> TASK GOAL: Please switch each "outline" in the listing below to "contour", then give back every line of the listing with nothing else altered.

> TASK MATERIAL:
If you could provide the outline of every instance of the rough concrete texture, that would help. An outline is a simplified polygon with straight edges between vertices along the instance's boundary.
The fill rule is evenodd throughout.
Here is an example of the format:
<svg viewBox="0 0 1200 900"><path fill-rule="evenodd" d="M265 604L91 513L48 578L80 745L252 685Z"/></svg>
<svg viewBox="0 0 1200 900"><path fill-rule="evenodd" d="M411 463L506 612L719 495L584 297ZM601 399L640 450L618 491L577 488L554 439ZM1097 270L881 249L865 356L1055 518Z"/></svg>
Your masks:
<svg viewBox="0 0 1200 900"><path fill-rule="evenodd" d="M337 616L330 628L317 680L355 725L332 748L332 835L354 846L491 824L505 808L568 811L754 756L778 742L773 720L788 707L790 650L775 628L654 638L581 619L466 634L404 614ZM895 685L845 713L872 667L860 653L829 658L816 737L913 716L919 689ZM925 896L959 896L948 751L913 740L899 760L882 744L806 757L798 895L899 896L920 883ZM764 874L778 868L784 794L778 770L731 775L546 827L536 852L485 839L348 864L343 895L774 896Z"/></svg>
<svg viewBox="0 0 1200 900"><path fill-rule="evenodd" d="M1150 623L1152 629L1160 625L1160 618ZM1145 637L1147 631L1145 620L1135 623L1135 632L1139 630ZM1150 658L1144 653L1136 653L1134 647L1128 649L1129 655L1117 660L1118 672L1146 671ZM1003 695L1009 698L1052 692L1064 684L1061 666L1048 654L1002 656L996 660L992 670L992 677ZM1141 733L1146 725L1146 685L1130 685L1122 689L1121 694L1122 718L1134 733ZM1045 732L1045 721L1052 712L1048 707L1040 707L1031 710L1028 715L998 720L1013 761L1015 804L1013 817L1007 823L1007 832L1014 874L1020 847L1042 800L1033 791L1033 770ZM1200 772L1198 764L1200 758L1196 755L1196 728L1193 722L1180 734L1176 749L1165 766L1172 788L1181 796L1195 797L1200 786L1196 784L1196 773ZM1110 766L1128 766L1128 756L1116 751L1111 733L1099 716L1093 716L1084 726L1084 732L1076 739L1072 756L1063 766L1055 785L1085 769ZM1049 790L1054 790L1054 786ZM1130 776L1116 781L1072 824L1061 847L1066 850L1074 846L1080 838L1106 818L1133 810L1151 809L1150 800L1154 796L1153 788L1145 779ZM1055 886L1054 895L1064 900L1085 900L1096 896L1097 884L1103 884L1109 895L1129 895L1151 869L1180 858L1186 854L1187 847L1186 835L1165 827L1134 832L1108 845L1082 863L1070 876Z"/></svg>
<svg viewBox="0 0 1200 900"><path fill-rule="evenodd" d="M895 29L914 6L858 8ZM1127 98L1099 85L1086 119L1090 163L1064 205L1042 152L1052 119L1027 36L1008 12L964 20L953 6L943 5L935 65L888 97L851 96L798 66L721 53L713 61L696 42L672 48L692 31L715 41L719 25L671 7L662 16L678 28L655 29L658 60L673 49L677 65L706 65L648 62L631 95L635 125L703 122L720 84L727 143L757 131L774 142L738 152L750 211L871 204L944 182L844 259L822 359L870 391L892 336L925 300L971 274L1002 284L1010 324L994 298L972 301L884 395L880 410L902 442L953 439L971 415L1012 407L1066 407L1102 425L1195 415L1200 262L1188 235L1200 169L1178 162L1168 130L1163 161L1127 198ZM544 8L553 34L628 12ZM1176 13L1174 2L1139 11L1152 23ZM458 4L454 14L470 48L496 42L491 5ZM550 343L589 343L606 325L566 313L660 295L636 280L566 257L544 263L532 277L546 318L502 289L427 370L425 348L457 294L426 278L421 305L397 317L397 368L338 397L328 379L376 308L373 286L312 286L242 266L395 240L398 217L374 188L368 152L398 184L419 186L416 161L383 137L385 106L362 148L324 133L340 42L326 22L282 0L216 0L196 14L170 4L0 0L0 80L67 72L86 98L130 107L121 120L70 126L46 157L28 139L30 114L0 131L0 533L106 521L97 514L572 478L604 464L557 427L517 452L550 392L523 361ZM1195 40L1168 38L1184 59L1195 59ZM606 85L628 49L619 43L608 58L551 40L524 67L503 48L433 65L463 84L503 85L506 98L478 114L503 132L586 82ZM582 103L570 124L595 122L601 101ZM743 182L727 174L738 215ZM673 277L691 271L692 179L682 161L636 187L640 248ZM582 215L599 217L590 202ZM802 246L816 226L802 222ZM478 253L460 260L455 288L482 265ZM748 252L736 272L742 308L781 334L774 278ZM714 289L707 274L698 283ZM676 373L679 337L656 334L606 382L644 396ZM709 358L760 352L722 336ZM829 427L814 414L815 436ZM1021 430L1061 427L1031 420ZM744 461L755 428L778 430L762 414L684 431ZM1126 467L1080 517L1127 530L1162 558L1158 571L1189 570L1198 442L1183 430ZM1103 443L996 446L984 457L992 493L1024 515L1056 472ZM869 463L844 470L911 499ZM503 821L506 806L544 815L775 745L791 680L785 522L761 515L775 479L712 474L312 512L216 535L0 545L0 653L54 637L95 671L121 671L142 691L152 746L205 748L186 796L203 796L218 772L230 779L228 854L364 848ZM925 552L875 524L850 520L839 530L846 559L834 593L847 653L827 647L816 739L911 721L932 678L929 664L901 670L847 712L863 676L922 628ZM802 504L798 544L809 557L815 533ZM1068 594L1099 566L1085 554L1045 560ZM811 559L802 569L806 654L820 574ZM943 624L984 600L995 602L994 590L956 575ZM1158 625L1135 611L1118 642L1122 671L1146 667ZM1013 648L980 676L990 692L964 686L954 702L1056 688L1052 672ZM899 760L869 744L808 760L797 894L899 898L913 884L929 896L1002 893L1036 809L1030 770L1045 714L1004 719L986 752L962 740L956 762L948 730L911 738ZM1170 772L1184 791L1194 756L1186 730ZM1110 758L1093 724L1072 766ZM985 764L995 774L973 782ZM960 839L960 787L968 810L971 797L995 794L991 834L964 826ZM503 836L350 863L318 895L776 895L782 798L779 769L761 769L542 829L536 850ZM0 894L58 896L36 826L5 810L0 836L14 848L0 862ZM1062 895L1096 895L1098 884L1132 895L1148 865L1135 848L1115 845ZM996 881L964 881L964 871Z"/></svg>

> COMPLETE ANSWER:
If you could provide the contour of every instance of the rough concrete texture, that would help. An contour is a simplified polygon with straight edges between vertices along the instance's boundary.
The fill rule is evenodd throughout.
Here is an example of the format:
<svg viewBox="0 0 1200 900"><path fill-rule="evenodd" d="M265 604L91 513L48 578L80 745L252 685Z"/></svg>
<svg viewBox="0 0 1200 900"><path fill-rule="evenodd" d="M411 463L506 612L719 495L584 297ZM601 399L640 450L618 491L577 488L554 439ZM1097 270L881 249L865 356L1055 518Z"/></svg>
Your masks:
<svg viewBox="0 0 1200 900"><path fill-rule="evenodd" d="M337 616L330 628L317 680L355 725L332 748L332 835L354 846L491 824L505 808L568 811L754 756L778 742L773 720L788 707L790 650L775 628L654 638L581 619L466 634L404 614ZM895 685L845 713L872 667L860 653L829 658L816 737L913 716L919 689ZM925 896L959 896L948 751L913 740L899 760L882 744L806 757L798 895L899 896L920 883ZM764 874L778 868L784 794L778 770L731 775L546 827L536 852L485 839L348 864L343 895L774 896Z"/></svg>
<svg viewBox="0 0 1200 900"><path fill-rule="evenodd" d="M1150 623L1152 629L1160 625L1160 618ZM1145 637L1147 631L1145 620L1135 623L1135 632L1139 630ZM1150 658L1144 653L1136 653L1134 647L1128 649L1129 655L1117 660L1118 672L1146 671ZM1003 695L1009 698L1052 692L1064 684L1061 666L1048 654L1002 656L996 660L992 670L992 677ZM1141 733L1146 725L1146 685L1130 685L1122 689L1121 694L1122 718L1134 733ZM1045 732L1045 721L1052 712L1048 707L1040 707L1031 710L1028 715L998 720L1013 761L1015 804L1013 817L1007 823L1007 832L1014 874L1020 847L1042 800L1033 791L1033 770ZM1200 772L1198 764L1200 758L1196 755L1196 728L1193 722L1180 734L1176 749L1165 766L1172 788L1181 796L1195 797L1200 786L1196 784L1196 773ZM1110 766L1128 766L1128 756L1116 751L1111 733L1099 716L1093 716L1084 726L1084 732L1076 739L1072 756L1063 766L1055 785L1085 769ZM1049 790L1054 790L1054 786ZM1130 776L1116 781L1072 824L1061 847L1066 850L1074 846L1080 838L1106 818L1133 810L1151 809L1150 800L1154 796L1153 788L1145 779ZM1055 886L1054 895L1064 900L1085 900L1096 896L1097 884L1103 884L1109 895L1129 895L1151 869L1180 858L1186 854L1187 847L1186 835L1165 827L1134 832L1108 845L1082 863L1070 876Z"/></svg>
<svg viewBox="0 0 1200 900"><path fill-rule="evenodd" d="M895 29L914 6L858 8ZM1127 98L1099 85L1086 119L1090 163L1064 205L1042 152L1052 119L1027 36L1008 12L964 20L953 6L943 5L935 65L888 97L851 96L798 66L721 53L713 61L696 42L672 48L692 31L715 41L719 25L671 7L662 16L678 28L655 29L658 60L673 49L677 65L706 65L648 62L631 95L635 125L703 122L720 84L727 143L757 131L774 142L738 152L750 211L871 204L944 182L844 259L822 359L870 391L892 336L925 300L971 274L1002 284L1010 324L994 298L972 301L884 395L880 410L902 442L953 439L971 415L1012 407L1066 407L1102 425L1195 415L1200 262L1188 235L1200 169L1178 162L1168 130L1163 161L1127 198ZM544 8L553 34L628 12ZM1176 13L1174 2L1139 11L1152 23ZM458 4L454 14L470 48L496 42L491 5ZM550 343L589 343L606 325L566 313L660 295L636 280L566 257L544 263L532 277L546 318L502 289L427 370L425 348L457 294L426 278L421 305L397 317L397 368L338 397L328 379L376 308L373 286L312 286L242 266L395 240L398 217L374 188L368 152L398 184L419 186L416 161L383 137L385 106L362 148L324 133L340 42L326 22L282 0L216 0L196 14L170 4L0 0L0 80L67 72L86 98L130 107L121 120L70 126L46 157L28 139L30 114L0 131L0 533L106 521L97 514L572 478L604 464L557 427L517 452L550 392L523 361ZM1195 40L1168 38L1184 59L1195 59ZM606 85L628 49L619 43L608 58L551 40L524 67L503 48L433 65L463 84L503 85L506 98L478 114L503 132L586 82ZM582 103L570 124L595 122L601 101ZM743 182L727 174L738 215ZM673 277L691 271L692 179L682 161L636 187L640 248ZM582 215L599 217L590 202ZM802 246L816 226L802 222ZM478 253L460 260L455 288L482 265ZM748 252L736 272L742 308L781 334L774 278ZM714 289L707 274L698 283ZM676 373L679 337L656 334L606 382L644 396ZM709 358L760 352L722 336ZM829 427L814 414L815 436ZM1021 430L1061 427L1031 420ZM744 461L755 428L778 430L762 414L684 431ZM1126 467L1080 517L1127 530L1162 558L1158 571L1189 570L1198 442L1183 430ZM1103 443L996 446L984 457L992 493L1024 515L1056 472ZM869 463L844 470L911 499ZM503 821L506 806L544 815L775 745L791 680L785 522L761 515L775 479L712 474L312 512L216 535L0 545L0 653L54 637L95 671L121 671L142 691L152 746L205 748L186 796L203 796L218 772L230 779L228 854L364 848ZM925 552L875 524L850 520L839 530L846 559L834 593L847 653L827 647L816 739L911 721L932 678L929 664L901 670L847 712L863 676L922 628ZM802 504L798 544L809 557L815 533ZM1068 594L1099 566L1085 554L1045 560ZM811 559L802 569L806 654L820 574ZM943 624L984 600L995 602L994 590L956 575ZM1158 625L1135 611L1118 642L1122 671L1146 667ZM1013 648L980 676L990 692L964 686L954 702L1056 688L1052 672ZM899 760L869 744L808 760L797 894L899 898L913 884L929 896L1002 893L1036 809L1030 770L1045 714L1004 719L986 752L962 740L956 762L948 730L911 738ZM1170 772L1184 791L1194 756L1186 730ZM1110 758L1093 724L1072 766ZM985 764L995 774L973 782ZM960 839L960 787L968 810L971 797L995 794L991 834L964 826ZM503 836L350 863L318 895L776 895L782 798L779 769L761 769L542 829L536 850ZM0 894L58 896L36 826L5 810L0 836L14 848L0 862ZM1062 895L1096 895L1098 884L1132 895L1148 865L1135 848L1115 845ZM996 881L964 881L964 871Z"/></svg>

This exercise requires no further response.